◆ REQUIRED ACTION ◆
Lines below that hold the word "scattered" must be copied in full.

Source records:

--------

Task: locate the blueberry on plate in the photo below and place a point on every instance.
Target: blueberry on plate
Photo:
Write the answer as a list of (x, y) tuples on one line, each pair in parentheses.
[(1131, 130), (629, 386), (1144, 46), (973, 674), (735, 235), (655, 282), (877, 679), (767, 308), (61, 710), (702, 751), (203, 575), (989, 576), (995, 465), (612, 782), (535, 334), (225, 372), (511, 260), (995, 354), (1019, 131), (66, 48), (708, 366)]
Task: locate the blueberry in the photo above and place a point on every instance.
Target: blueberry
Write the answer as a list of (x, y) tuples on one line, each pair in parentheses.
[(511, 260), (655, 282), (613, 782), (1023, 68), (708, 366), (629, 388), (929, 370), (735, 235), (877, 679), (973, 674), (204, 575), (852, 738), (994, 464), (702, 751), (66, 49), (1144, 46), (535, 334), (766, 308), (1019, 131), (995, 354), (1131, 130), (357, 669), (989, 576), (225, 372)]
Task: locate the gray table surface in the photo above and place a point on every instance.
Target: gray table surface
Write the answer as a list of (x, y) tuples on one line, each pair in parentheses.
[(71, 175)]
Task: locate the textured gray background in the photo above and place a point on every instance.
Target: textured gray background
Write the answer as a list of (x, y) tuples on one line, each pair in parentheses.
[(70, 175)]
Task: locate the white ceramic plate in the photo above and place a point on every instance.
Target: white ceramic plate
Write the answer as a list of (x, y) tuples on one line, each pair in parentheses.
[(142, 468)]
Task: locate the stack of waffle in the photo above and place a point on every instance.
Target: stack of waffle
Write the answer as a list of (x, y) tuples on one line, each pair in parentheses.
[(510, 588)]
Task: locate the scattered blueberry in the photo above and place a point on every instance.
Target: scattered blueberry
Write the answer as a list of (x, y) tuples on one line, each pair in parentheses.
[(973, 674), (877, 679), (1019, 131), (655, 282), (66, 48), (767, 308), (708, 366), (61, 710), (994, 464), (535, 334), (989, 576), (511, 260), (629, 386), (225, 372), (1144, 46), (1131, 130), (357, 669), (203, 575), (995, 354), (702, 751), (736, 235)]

--------

◆ TASK RESPONSE ◆
Task: locate the scattered blueberry in the photo above and place a point on every instance.
Target: scattered blueberry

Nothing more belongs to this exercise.